- What to produce -
Update the stretch from the line containing "Target: slope of hill" through the line containing "[(24, 339), (401, 403)]" by changing every "Put a point" to "Place a marker". Write out that stretch again with nothing else altered.

Source records:
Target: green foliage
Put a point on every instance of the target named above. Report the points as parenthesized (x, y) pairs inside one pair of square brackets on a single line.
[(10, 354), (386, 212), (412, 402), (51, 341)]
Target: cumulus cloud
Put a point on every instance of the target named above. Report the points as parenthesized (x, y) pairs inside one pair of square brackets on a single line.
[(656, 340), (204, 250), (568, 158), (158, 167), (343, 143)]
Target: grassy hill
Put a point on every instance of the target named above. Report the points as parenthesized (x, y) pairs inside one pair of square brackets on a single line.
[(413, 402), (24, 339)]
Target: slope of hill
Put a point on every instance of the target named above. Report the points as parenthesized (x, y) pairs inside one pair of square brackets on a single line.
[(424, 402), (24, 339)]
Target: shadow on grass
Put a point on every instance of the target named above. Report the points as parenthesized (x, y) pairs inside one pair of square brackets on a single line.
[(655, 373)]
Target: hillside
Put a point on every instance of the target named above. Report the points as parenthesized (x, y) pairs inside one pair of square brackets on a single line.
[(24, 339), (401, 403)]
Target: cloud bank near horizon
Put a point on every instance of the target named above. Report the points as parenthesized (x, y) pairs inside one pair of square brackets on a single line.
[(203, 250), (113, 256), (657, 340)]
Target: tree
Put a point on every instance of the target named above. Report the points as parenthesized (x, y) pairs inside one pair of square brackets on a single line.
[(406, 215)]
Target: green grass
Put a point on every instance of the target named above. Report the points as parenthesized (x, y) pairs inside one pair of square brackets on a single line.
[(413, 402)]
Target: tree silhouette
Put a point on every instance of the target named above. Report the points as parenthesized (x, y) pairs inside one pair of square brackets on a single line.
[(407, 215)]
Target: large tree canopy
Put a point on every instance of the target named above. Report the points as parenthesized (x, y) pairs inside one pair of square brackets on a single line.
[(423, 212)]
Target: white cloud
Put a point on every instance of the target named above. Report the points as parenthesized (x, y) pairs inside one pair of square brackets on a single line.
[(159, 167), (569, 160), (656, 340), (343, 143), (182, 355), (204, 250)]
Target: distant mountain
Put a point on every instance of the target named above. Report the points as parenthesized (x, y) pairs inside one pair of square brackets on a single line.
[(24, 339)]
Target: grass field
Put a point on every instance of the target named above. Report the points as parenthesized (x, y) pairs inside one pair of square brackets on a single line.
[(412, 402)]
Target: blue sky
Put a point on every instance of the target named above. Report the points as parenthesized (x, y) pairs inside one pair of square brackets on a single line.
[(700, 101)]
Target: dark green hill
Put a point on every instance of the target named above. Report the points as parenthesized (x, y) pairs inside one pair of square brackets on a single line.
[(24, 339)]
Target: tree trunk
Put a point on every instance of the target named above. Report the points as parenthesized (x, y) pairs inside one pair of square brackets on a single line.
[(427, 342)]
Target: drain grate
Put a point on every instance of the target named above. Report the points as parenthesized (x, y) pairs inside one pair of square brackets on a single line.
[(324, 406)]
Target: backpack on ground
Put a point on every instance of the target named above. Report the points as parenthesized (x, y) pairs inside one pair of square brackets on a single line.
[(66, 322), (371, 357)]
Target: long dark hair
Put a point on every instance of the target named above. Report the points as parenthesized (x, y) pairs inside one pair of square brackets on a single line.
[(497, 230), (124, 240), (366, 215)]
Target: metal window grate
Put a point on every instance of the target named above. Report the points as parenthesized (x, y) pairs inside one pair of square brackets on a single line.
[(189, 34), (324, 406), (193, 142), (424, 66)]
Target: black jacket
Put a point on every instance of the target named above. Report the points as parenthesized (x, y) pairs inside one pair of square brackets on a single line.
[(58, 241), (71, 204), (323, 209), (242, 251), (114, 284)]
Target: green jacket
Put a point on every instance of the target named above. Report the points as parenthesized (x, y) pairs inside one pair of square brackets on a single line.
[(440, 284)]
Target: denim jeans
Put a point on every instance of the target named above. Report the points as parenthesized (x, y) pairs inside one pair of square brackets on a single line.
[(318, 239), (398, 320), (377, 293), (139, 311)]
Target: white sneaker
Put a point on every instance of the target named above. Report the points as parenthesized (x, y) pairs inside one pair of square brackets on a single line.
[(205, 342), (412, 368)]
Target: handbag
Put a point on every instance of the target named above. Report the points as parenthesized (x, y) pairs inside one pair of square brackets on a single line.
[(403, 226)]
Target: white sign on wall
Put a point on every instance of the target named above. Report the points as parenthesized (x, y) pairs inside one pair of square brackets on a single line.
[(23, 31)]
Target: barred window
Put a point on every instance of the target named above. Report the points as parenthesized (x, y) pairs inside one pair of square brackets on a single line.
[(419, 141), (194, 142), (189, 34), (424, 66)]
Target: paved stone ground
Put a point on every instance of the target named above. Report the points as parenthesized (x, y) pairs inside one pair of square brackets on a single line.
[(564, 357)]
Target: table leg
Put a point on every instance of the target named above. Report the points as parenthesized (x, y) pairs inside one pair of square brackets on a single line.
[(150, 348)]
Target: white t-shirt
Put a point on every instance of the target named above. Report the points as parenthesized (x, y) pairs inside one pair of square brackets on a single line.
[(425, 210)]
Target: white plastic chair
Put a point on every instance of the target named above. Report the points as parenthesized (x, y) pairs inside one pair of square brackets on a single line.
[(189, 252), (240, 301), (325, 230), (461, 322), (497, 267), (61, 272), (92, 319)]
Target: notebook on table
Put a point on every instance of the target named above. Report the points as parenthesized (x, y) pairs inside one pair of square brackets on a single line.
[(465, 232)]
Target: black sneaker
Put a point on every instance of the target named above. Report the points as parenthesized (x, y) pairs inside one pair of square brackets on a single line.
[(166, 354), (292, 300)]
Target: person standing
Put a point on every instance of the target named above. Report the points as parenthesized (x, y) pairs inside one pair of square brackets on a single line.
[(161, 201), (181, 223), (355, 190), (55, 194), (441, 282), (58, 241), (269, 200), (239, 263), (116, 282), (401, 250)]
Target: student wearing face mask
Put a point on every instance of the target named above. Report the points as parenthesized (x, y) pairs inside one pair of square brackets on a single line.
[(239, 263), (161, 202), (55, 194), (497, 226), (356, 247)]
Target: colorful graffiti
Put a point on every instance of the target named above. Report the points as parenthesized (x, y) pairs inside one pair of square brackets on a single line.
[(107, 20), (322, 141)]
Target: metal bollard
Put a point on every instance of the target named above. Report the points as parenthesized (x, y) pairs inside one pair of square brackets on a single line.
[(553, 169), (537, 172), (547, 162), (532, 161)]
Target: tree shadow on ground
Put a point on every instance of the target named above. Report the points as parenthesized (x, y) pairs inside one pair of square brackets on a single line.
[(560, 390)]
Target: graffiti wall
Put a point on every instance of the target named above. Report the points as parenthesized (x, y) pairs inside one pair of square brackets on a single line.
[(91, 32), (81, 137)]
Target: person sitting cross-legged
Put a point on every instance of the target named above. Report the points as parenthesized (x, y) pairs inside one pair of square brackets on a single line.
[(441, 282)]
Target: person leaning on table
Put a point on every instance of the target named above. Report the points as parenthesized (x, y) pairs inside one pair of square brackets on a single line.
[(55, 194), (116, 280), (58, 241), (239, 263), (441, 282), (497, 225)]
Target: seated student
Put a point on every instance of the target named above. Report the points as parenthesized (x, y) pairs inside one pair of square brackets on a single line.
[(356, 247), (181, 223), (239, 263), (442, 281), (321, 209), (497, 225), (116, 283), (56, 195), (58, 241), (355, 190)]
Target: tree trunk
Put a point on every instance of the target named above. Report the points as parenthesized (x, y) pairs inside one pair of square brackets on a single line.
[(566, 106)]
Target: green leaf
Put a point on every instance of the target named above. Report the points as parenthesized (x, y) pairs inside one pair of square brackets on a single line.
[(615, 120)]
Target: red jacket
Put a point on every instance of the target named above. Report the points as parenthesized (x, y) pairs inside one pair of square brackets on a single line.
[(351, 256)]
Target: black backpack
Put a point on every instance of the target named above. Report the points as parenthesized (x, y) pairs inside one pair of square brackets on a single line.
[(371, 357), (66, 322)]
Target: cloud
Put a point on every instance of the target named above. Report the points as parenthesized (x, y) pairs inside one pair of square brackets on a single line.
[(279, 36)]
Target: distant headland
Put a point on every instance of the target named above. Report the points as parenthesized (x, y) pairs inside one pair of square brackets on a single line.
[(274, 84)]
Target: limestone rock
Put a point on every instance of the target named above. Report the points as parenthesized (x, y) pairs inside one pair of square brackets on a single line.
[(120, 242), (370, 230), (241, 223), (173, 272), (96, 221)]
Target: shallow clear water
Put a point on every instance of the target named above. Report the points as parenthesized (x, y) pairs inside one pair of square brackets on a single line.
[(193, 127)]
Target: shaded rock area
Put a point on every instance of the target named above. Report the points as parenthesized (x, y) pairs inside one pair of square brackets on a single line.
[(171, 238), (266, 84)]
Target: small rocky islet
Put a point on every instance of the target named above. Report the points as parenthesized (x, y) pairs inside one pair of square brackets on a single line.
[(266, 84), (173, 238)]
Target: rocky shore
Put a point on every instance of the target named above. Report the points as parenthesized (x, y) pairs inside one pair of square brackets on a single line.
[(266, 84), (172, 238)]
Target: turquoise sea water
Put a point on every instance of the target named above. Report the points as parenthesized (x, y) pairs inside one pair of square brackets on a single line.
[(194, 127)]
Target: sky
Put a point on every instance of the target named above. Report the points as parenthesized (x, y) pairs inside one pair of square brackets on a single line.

- Correct output -
Target: slope of hill
Place a marker on every instance of the target named above. Report the points as parenthesized (x, y) pairs inside one pair of square brackets on a single line.
[(424, 402), (24, 339)]
Target: shadow on grass
Place a marker on every instance of the target named above. Report the points as parenthesized (x, y) pairs inside one pair of square brackets on a single line.
[(655, 373)]
Target: hillside
Place a marker on every instance of the target named above. Report the points as parenthesized (x, y) pairs inside one pair of square brackets on a single line.
[(24, 339), (401, 403)]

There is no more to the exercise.